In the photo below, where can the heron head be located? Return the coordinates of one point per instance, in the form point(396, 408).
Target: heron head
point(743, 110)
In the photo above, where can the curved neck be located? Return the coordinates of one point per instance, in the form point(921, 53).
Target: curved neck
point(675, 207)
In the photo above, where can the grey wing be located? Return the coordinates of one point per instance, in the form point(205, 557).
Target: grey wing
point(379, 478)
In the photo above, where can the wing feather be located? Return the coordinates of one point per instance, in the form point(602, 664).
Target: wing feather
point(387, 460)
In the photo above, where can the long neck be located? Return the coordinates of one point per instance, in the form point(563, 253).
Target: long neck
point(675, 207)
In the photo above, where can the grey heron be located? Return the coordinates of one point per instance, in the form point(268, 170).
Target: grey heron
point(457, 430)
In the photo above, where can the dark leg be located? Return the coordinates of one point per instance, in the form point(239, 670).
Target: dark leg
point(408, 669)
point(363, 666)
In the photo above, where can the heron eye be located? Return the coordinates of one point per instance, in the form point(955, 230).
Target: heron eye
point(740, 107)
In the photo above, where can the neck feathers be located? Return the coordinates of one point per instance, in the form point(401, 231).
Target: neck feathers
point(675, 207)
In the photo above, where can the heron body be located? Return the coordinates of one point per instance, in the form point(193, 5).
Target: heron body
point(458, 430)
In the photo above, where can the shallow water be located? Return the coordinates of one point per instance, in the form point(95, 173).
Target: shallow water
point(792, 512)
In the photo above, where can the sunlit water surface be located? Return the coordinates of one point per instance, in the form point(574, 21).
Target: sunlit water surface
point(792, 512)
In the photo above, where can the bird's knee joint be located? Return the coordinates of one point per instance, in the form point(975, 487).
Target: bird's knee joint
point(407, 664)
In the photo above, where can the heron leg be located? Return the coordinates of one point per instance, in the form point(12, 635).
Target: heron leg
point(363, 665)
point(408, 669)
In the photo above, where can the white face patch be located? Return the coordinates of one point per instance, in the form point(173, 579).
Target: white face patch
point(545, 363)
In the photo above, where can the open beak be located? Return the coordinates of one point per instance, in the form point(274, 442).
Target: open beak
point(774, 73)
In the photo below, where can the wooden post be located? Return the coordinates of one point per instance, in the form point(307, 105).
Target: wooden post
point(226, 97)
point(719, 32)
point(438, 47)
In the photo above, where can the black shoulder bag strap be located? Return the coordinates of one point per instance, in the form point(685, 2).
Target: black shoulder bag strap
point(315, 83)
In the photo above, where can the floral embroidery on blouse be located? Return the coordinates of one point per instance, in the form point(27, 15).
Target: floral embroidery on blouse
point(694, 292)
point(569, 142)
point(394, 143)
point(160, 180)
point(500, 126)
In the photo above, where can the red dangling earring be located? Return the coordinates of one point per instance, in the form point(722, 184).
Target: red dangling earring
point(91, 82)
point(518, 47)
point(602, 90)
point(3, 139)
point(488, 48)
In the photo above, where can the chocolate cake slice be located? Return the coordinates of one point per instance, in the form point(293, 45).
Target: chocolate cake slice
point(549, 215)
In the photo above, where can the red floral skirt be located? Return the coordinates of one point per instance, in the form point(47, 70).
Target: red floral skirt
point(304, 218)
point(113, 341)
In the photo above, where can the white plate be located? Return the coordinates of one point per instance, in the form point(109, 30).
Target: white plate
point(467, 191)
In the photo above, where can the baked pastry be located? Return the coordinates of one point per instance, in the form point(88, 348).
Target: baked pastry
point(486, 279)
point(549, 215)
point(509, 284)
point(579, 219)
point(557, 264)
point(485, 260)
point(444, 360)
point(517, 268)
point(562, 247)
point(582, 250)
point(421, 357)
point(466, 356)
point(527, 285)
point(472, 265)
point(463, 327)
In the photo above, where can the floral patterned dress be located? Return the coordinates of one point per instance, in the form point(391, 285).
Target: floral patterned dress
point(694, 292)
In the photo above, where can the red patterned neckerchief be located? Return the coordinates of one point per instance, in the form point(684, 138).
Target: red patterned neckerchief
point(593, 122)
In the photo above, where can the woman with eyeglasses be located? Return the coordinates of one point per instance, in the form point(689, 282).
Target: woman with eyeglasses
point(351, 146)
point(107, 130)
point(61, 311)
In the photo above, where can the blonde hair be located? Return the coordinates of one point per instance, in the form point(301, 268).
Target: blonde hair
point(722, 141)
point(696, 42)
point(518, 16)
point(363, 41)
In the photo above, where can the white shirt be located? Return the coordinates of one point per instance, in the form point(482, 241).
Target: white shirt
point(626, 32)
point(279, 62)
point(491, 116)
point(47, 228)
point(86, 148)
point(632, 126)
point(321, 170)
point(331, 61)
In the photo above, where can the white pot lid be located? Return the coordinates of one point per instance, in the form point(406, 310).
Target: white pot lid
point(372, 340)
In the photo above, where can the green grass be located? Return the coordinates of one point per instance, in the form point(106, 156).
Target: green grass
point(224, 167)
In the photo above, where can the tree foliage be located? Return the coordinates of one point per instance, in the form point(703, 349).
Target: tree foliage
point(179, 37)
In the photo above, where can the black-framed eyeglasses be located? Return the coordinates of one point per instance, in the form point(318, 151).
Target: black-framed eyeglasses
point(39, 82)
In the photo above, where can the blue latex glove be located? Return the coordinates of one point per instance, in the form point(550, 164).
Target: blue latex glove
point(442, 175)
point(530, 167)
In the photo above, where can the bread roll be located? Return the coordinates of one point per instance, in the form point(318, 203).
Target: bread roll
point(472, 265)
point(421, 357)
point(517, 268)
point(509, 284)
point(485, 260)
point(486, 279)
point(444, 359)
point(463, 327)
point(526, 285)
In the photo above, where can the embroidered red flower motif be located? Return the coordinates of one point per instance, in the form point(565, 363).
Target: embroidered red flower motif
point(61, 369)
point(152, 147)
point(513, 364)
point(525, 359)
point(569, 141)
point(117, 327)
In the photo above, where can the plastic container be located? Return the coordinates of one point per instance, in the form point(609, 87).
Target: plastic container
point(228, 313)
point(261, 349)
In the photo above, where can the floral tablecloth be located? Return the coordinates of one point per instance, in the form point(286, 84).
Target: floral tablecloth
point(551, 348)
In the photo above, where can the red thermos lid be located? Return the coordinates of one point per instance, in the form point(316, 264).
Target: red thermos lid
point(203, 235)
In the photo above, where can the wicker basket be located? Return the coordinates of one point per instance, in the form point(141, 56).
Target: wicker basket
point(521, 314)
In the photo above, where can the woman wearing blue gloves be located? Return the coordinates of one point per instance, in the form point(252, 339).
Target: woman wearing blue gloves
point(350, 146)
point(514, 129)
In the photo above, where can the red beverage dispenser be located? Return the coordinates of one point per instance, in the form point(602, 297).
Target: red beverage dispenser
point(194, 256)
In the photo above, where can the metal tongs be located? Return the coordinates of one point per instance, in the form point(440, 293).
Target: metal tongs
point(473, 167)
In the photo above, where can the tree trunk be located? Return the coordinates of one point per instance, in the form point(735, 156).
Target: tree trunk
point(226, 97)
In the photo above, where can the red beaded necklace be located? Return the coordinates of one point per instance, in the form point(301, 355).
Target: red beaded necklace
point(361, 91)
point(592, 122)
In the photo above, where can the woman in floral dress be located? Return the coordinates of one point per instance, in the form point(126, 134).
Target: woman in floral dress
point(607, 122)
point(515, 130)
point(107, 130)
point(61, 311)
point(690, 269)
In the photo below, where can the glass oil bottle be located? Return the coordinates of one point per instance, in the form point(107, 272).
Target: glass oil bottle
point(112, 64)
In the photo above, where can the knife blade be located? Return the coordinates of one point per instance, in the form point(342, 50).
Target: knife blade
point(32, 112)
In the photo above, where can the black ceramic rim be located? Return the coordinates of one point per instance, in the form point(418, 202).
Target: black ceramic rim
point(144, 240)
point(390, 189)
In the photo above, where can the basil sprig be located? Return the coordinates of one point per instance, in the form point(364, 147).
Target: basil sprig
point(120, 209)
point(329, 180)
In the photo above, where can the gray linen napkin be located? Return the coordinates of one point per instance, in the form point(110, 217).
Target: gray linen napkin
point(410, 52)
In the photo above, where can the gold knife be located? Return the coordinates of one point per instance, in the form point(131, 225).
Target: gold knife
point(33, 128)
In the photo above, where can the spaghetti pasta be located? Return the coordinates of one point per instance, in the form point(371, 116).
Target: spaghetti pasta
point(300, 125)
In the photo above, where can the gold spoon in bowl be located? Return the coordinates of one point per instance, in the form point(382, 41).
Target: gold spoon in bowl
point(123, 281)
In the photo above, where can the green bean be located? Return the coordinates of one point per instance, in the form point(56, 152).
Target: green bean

*GOAL OF THE EXERCISE*. Duplicate the lines of the records above, starting with the line that contains "In the photo above, where can the heron body" and going on through the line that contains "point(774, 73)", including both of those lines.

*COMPLETED TASK*.
In the photo above, where can the heron body be located? Return the coordinates of one point per instance, in the form point(193, 5).
Target: heron body
point(458, 430)
In the photo above, where can the shallow water be located? Return the coordinates of one point per instance, in the form point(95, 173).
Target: shallow water
point(792, 512)
In the photo above, where can the sunlit water surface be located? Return the coordinates of one point per instance, in the form point(574, 21).
Target: sunlit water surface
point(792, 512)
In the photo above, where can the bird's knee joint be located? Return the coordinates of one point per instance, in the form point(975, 487).
Target: bird's knee joint
point(407, 664)
In the photo above, where can the heron leg be located? Return the coordinates of one point per instance, in the form point(12, 635).
Target: heron leg
point(363, 665)
point(408, 669)
In the photo above, where can the white face patch be located? Return the coordinates of one point per instance, in the form point(173, 579).
Target: white face patch
point(545, 363)
In the photo above, where can the open beak be located? Return the coordinates of one point per instance, in the form point(274, 442).
Target: open beak
point(774, 73)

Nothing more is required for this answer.